FRAGMENTO DEL TEXTO —
□ □ □ □

Emplazado en medio de una cimbreante campiña del sureste de Quebec se encuentra un lugar que ha sido descrito como la ciudad canadiense más peligrosa. Y es que, en este sereno y apacible asentamiento un valioso mineral -que se escondía entre sus rocas- se convirtió en un asesino invisible durante más de una centuria.
La ciudad se llama Asbestos, lo cual ya permite adivinar su tesoro mineralógico, y hace apenas unas semanas ha decidido cambiar su nombre para esconder su lóbrego legado geológico.
Hasta el 2012 esta ciudad albergaba el yacimiento de asbesto más grande del mundo: la mina Jeffrey.
Su amianto o asbesto se ha empleado durante décadas en diferentes lugares del mundo para las más diversas aplicaciones, desde la elaboración de polvos de talco hasta la fabricación de tuberías, pasando por el aislamiento de techumbres.
El asbesto es el nombre genérico de un grupo de seis minerales metamórficos compuestos por silicatos de cadena doble y de fibras largas, flexibles y resistentes, que les permiten separarse y entrelazarse.
Si echamos la vista atrás, el empleo del asbesto en actividades económicas o humanas tiene más de cuatro mil años de historia. Se usaba en torno al 2.500 a. de Cristo en los países escandinavos para fortalecer sus macetas de cerámica.
Se piensa que, además, los fallecidos de las familias reales eran recubiertos con mortajas fabricadas con amianto y quemados en piras funerarias. De esta suerte, la ropa permanecía intacta y era posible recoger las cenizas del finado.
También disponemos de evidencias arqueológicas del empleo de asbesto en manufacturas cerámicas en la isla de Chipre, hace más de cinco mil años.
Muchos siglos después Marco Polo dejó constancia de sus virtudes durante su viaje a China al observar con sus propios ojos como unos paños salían indemnes de la combustión tras ser lanzados al fuego: «los arrojan y los dejan durante una hora en la llama, entonces se tornan blancos como la nieve y no se chamuscan…».
La Primera Revolución Industrial, iniciada a mediados del siglo dieciocho, trajo consigo la generalización de la máquina de vapor y el empleo extensivo del fuego. El espectacular crecimiento de las deflagraciones en millares de fogones generó incendios masivos e incontrolados, que hicieron necesarios el uso de un material ignífugo que disminuyera los riesgos laborales.

□ □ □ □

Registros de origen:
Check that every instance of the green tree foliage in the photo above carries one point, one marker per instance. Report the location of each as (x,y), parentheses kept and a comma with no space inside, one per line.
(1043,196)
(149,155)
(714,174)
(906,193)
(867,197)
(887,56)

□ □ □ □

CONJUNTO DE TAREAS —
- A) Repite al pie de la letra el pasaje del texto sobre el asbesto que comienza en «Emplazado en medio» y termina en «la mina Jeffrey.».
- B) Prosigue el texto sobre el asbesto a partir de su última oración.

SOLUCIONARIO —
- A)
Emplazado en medio de una cimbreante campiña del sureste de Quebec se encuentra un lugar que ha sido descrito como la ciudad canadiense más peligrosa. Y es que, en este sereno y apacible asentamiento un valioso mineral -que se escondía entre sus rocas- se convirtió en un asesino invisible durante más de una centuria.
La ciudad se llama Asbestos, lo cual ya permite adivinar su tesoro mineralógico, y hace apenas unas semanas ha decidido cambiar su nombre para esconder su lóbrego legado geológico.
Hasta el 2012 esta ciudad albergaba el yacimiento de asbesto más grande del mundo: la mina Jeffrey.

- B)
De esta forma, el asbesto se transmutó -de la noche en la mañana- de una curiosidad geológica en una materia prima esencial.
Durante los siglos siguientes su consumo aumentó, se extendió a la industria automotriz, textil, de fricción (embrague de automóviles, frenos) y cementera, así como a la construcción y edificación de viviendas.
Desgraciadamente en la senda del progreso no todo fueron bondades. El primero en advertir los efectos nocivos del asbesto para la salud fue Plinio el Viejo, allá por el siglo I. Este romano observó que los esclavos expuestos a elevadas concentraciones de polvo de amianto –en especial aquellos que trabajaban en las minas- eran más propensos que el resto a sufrir enfermedades pulmonares y, además, fallecían prematuramente.
Durante siglos las sospechas clínicas no hicieron más que aumentar hasta que en el siglo veinte las autopsias confirmaron lo que ya se entreveía, el amianto se escondía detrás de la fibrosis pulmonar y el cáncer de pulmón de muchos mineros y profesionales expuestos a una manipulación continuada.
Estos efectos perniciosos se deben a que cuando el asbesto se rompe se descompone en un sinfín de fibras microscópicas que, si son inhaladas, pueden hospedarse de forma indefinida en el aparato respiratorio y provocar una dolencia crónica conocida como asbestosis.